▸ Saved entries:
====

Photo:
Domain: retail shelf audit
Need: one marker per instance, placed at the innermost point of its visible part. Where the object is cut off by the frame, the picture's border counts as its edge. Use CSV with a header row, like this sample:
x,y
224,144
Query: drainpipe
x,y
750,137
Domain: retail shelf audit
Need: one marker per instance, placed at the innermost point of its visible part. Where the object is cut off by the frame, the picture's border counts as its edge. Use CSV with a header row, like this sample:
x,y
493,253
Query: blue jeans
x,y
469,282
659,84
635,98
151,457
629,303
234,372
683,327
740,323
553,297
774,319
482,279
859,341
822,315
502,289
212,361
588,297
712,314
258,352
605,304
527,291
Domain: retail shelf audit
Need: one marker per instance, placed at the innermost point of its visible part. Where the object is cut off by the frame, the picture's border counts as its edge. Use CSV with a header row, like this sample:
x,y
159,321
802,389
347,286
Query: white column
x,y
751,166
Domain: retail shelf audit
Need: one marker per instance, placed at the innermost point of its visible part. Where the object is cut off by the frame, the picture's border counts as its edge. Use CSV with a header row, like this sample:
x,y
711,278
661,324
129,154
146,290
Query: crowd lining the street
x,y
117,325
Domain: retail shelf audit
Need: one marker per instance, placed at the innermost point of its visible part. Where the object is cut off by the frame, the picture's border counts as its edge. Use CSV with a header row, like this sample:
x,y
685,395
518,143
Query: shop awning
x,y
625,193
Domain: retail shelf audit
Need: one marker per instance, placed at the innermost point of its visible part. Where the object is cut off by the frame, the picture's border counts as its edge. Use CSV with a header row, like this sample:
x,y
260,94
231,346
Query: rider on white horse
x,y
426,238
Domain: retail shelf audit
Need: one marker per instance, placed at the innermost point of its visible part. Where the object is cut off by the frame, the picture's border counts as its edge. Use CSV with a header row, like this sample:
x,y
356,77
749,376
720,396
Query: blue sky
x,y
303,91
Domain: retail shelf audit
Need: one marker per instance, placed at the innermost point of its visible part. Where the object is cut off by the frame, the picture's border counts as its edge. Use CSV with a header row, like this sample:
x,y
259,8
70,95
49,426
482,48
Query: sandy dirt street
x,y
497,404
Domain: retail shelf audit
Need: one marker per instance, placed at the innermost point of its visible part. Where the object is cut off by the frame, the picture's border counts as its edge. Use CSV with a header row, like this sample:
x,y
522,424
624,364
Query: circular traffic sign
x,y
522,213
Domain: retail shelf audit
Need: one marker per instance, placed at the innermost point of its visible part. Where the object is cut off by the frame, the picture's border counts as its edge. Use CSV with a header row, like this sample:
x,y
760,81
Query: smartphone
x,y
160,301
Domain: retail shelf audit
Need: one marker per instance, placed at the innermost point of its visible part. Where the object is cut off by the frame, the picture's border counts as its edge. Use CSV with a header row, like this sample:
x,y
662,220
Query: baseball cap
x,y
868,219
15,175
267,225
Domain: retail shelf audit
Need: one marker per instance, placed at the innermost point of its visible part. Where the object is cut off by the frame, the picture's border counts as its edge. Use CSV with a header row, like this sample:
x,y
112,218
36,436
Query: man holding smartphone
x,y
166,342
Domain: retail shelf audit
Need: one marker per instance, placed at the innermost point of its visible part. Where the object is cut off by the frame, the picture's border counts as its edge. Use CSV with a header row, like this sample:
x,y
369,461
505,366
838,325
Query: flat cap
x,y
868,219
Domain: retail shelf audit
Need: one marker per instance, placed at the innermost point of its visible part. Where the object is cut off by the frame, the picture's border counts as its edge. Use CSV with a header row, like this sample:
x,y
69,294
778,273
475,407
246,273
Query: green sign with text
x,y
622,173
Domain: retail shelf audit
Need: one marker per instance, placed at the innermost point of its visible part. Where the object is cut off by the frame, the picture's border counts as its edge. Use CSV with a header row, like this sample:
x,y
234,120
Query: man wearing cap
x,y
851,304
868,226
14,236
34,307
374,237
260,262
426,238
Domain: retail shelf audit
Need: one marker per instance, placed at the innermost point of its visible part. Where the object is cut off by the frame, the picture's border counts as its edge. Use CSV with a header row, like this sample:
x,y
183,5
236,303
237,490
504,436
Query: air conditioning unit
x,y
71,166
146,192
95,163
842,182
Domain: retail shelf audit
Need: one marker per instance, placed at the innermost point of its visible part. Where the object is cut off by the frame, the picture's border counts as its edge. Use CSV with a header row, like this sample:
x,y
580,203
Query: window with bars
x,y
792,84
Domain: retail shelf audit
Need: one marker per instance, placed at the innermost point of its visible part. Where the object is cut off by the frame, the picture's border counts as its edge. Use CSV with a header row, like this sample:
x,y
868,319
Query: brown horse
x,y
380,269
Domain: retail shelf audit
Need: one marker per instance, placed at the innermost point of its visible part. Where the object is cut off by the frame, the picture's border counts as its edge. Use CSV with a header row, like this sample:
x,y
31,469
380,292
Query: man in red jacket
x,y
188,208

====

▸ What you have to do: All records should be written out again exactly as given.

▸ Finished task:
Photo:
Domain: retail shelf audit
Need: one marker per instance, placed at the innermost point of its visible part. Where the object is cut off by the frame, the picture's border counts as its edge. Use CSV with a header row, like this sample:
x,y
224,144
Query: drainpipe
x,y
750,137
Domain: retail shelf audit
Need: one marker per instance, placed at the innermost point of its visible part. Where the object is cut off by the frame, the picture's border counts as its edge. Use CSV with a header row, like this sample:
x,y
493,253
Query: blue jeans
x,y
469,282
659,84
635,98
151,457
629,303
234,372
683,327
740,323
553,297
774,319
482,279
859,341
822,315
502,289
212,361
588,297
712,314
258,352
605,304
527,291
Domain: retail shelf audit
Need: one marker per instance, placed at the innermost point of its visible part. Where the object is cut off by the frame, the picture's border counts as its edge. Use CSV with a header row, like this sample:
x,y
159,321
802,389
347,286
Query: white column
x,y
751,166
Domain: retail shelf audit
Need: one marker per instance, placed at the innermost point of its visible part. Where the object is cut off by the frame, the picture's border counts as its edge. Use CSV with a header row, like this sample:
x,y
711,278
661,324
129,154
146,290
Query: crowd lining the street
x,y
117,325
Domain: retail shelf audit
Need: one marker per instance, placed at the innermost point of its visible part. Where the object is cut off by the frame, the picture's border counts as its edge. Use CSV with a header row, like this sample:
x,y
685,395
518,143
Query: shop awning
x,y
625,193
Domain: retail shelf audit
Need: one marker per instance, placed at the innermost point of its visible part. Where the object is cut off by the frame, the picture's border counts as its edge. Use CSV with a header row, like this sample:
x,y
260,94
231,346
Query: rider on white horse
x,y
426,238
Domain: retail shelf audit
Need: one marker per instance, placed at the innermost point of its visible part. Where the object is cut off by the frame, the picture's border counts as its edge. Use CSV with a header row, like this sample:
x,y
356,77
749,376
720,396
Query: blue sky
x,y
303,91
Domain: retail shelf audit
Need: one marker per instance, placed at the innermost point of its visible part. Where the object is cut off by the frame, the picture's border counts as its edge. Use CSV with a header row, like this sample:
x,y
259,8
70,95
49,426
482,48
Query: sandy dirt street
x,y
497,404
Domain: retail shelf audit
Need: one marker per instance, placed at the innermost point of its visible part. Where the object is cut off by the frame, the picture's border counts as its edge. Use CSV with a header row, like this sample:
x,y
522,424
624,364
Query: circular traffic sign
x,y
522,213
Domain: retail shelf audit
Need: one marker per instance, placed at the innermost point of its visible part. Where the object is cut off by the frame, the picture's border counts as its edge. Use CSV with a header row, like this sample:
x,y
760,81
Query: smartphone
x,y
160,301
Domain: retail shelf audit
Need: one marker per instance, placed at the innermost point of its visible part. Where the object is cut off by the frame, the picture's border counts as its edge. Use CSV with a header row, like this sample:
x,y
662,220
Query: baseball cap
x,y
868,219
15,175
267,225
Domain: retail shelf audit
Need: one marker per instance, placed at the innermost point of its visible part. Where the object is cut off by the frame, the picture's border counts as its edge. Use CSV with a header row, like this sample:
x,y
112,218
36,436
Query: man holding smartphone
x,y
166,342
Domain: retail shelf audit
Need: one marker per instance, placed at the innermost point of its visible part. Where the object is cut off by the frame, the picture's border counts as its edge. Use CSV with a header row, like this sample:
x,y
369,461
505,366
838,325
Query: flat cap
x,y
868,219
Domain: retail shelf audit
Need: one marker per instance, placed at the innermost point of its visible part. Where the object is cut off by the frame, the picture's border counts as its edge. Use CSV with a header row, like this sample:
x,y
69,294
778,273
475,407
246,273
Query: green sign with text
x,y
622,173
Domain: retail shelf audit
Need: one marker per instance, placed at the innermost point of its visible part. Where the object is cut off by the frame, the picture's border counts as its edge. Use CSV with a header row, like this sample:
x,y
234,120
Query: man wearing cap
x,y
851,304
868,226
14,236
34,307
374,237
260,262
426,238
Domain: retail shelf audit
Need: one marker per instance, placed at the innermost point of its visible part. Where the object is cut off by the frame, the picture's border counts as its edge. Use CSV with a header row, like this sample:
x,y
183,5
236,303
237,490
504,436
Query: air conditioning unit
x,y
71,166
146,192
95,163
842,182
Domain: retail shelf audit
Need: one marker per instance, placed at the innermost point of its visible part. Where the object is cut off by the frame, the picture's border counts as its edge. Use CSV with a header row, like this sample:
x,y
580,203
Query: window with bars
x,y
792,84
Domain: retail shelf audit
Need: one marker per instance, placed at the innermost point of its visible part. Where the object is cut off by the frame, the picture's border counts as its edge. Use CSV with a header row, like this sample:
x,y
868,319
Query: brown horse
x,y
380,269
Domain: retail shelf audit
Need: one marker per instance, placed at the innermost point of its visible part. Where the object is cut off by the frame, the picture's border counts as its edge. Use CSV with a header row, like this sample:
x,y
31,469
380,292
Query: man in red jacket
x,y
188,208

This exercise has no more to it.